Graph Mining with TGraphX: Motif Discovery and Structural Patterns

Graph mining is the set of techniques for discovering structural patterns in a graph: motifs (small recurring subgraph patterns), centrality measures (which nodes are important), and structural features (color refinement, WL features, anonymous walks). These are classical graph analytics that predate deep learning by decades but remain useful as features for graph learning, as analysis tools, and as inputs to downstream models.

TGraphX includes a graph mining subsystem in tgraphx.mining. This article walks through what it provides and how it fits alongside dedicated mining libraries.

What the subsystem includes

The mining module covers:

• Motif counting. Find and count small subgraph patterns.
• Centrality measures. Degree, betweenness (approximate), closeness, PageRank, eigenvector.
• Weisfeiler-Lehman (WL) features. Color-refinement-based graph features for graph classification.
• Structural role identification. Approximate equivalence classes for nodes based on structural similarity.
• Anonymous walks. Distribution of anonymized random walks of fixed length.

The implementations are PyTorch-friendly (most operate on tgx.Graph and return tensors) but are not generally as fast as specialized C++ libraries like NetworKit or graph-tool. For research-scale graphs (up to a few hundred thousand nodes), the framework's implementations are usually fast enough.

A first motif example

import tgraphx as tgx
        from tgraphx.mining import count_motifs
        
        # Construct a graph
        g = tgx.generate_graph("ba", num_nodes=100, m=3, seed=42)
        
        # Count triangles, 4-paths, etc.
        counts = count_motifs(g, motif_sizes=[3, 4])
        print(counts)
        # {3: {"triangle": 134, ...}, 4: {"4-path": 89, "4-cycle": 12, ...}}
        

The exact set of motifs depends on motif_sizes. For size 3, there is essentially one motif (the triangle). For size 4, there are several (4-cycle, 4-path, claw, etc.). For size 5+, the number of distinct motifs grows quickly and counting becomes expensive.

For very large graphs, exact motif counting is intractable; the framework includes sampling-based approximations.

Centrality measures

from tgraphx.mining import degree_centrality, betweenness_centrality, pagerank
        
        g = tgx.generate_graph("ba", num_nodes=100, m=3, seed=42)
        
        degrees = degree_centrality(g)              # [N]
        between = betweenness_centrality(g, k=50)   # approximate, sampling 50 source nodes
        ranks   = pagerank(g, alpha=0.85)            # [N]
        
        print(f"Top-5 by degree:      {degrees.argsort(descending=True)[:5].tolist()}")
        print(f"Top-5 by betweenness: {between.argsort(descending=True)[:5].tolist()}")
        print(f"Top-5 by PageRank:    {ranks.argsort(descending=True)[:5].tolist()}")
        

These return PyTorch tensors so you can use them as node features in a GNN:

features = torch.stack([degrees, between, ranks], dim=1)   # [N, 3]
        g.node_features = torch.cat([g.node_features, features], dim=1)
        

This is a common pattern in graph learning: enrich the raw node features with classical centrality measures so the GNN does not have to learn them from scratch.

§ Entries provided:
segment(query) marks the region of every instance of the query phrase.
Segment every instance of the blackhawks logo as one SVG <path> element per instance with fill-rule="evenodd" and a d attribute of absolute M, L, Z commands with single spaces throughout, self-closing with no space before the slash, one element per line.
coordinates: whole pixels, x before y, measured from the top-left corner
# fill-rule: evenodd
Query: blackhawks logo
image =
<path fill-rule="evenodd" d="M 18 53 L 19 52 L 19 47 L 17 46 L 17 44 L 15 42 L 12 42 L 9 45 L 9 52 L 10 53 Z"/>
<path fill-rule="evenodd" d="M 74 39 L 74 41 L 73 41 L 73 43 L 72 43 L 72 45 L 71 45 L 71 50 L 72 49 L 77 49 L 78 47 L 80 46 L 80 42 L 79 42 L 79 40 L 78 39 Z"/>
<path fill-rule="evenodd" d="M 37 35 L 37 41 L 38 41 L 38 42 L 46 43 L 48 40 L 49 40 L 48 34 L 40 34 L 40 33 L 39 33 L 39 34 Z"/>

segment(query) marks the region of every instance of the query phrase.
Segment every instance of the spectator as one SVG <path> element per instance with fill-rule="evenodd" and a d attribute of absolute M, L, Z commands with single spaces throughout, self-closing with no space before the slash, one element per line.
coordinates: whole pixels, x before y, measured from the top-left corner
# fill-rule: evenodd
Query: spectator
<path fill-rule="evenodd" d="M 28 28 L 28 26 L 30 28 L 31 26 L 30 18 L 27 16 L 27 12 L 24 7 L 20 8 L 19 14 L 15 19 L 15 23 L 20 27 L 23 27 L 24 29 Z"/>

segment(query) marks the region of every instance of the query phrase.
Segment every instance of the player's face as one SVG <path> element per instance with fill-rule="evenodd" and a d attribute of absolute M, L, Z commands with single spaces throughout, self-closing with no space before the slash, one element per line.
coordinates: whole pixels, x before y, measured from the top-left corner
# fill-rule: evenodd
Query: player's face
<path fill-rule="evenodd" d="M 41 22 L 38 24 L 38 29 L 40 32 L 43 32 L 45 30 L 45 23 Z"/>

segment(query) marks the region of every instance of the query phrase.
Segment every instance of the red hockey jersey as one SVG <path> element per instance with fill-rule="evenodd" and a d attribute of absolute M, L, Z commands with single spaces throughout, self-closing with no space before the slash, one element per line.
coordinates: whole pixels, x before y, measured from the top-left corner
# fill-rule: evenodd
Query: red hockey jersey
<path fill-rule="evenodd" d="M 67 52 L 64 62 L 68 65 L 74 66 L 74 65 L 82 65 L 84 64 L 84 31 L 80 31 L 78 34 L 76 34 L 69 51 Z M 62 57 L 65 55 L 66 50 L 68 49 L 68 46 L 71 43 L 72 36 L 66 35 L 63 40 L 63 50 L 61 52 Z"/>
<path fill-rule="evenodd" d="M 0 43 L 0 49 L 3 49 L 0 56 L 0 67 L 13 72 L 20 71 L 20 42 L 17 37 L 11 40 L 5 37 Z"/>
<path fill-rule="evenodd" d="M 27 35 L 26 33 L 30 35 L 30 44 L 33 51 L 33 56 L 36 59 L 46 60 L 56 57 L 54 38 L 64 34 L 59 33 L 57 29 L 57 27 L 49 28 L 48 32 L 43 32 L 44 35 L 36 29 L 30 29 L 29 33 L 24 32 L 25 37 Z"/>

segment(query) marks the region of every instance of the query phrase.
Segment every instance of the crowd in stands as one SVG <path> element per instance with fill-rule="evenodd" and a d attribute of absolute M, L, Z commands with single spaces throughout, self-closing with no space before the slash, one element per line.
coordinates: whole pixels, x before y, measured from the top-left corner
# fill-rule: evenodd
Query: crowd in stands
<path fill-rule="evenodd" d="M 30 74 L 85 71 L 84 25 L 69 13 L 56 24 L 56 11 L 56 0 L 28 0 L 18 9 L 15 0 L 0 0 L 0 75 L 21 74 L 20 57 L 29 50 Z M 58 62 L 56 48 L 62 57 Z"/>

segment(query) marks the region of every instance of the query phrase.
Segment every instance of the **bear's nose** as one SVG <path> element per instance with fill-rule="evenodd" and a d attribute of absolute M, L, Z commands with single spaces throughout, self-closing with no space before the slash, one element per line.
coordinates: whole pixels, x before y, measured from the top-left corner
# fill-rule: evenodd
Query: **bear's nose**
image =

§ Jobs:
• 1. According to the article on graph mining with TGraphX, what are the areas that the mining module covers? List them all.
• 2. Pick up the article on graph mining with TGraphX after its final sentence and write the next part.
The lines have no role in this.

§ Outputs in order:
• 1.
- Motif counting
- Centrality measures
- Weisfeiler-Lehman (WL) features
- Structural role identification
- Anonymous walks

• 2.
Weisfeiler-Lehman features

WL features are color-refinement-based: at each iteration, every node's color is updated based on the multiset of its neighbors' colors. After a few iterations, the histogram of colors is a fingerprint of the graph's local structure.

from tgraphx.mining import wl_features
        
        g = tgx.generate_graph("ba", num_nodes=100, m=3, seed=42)
        features = wl_features(g, num_iterations=3)
        print(features.shape)   # [num_distinct_colors]
        

WL features are useful for graph classification benchmarks where structural patterns matter more than node feature values. They are interpretable, deterministic, and fast.

Comparison to NetworKit and graph-tool

For dedicated graph mining:

• NetworKit (Python bindings over C++) implements motif counting, centrality, community detection, and more. For graphs with millions of nodes, it is much faster than NetworkX or TGraphX.
• graph-tool (C++ with Python bindings) is similarly fast and has excellent visualization.

TGraphX's mining is intended for medium-scale research graphs where the integration with PyTorch is more valuable than raw speed. For mining-heavy research on very large graphs, NetworKit is usually a better fit.

When TGraphX's mining is the right fit

• You want mining results as PyTorch tensors for use in downstream models.
• You are working with research-scale graphs (up to ~100K nodes).
• You want a single Python library for both mining and learning.

When dedicated mining libraries are better

• Very large graphs (>1M nodes).
• Mining-only workflows that do not need PyTorch integration.
• Need for specific algorithms not in TGraphX (e.g., Louvain community detection).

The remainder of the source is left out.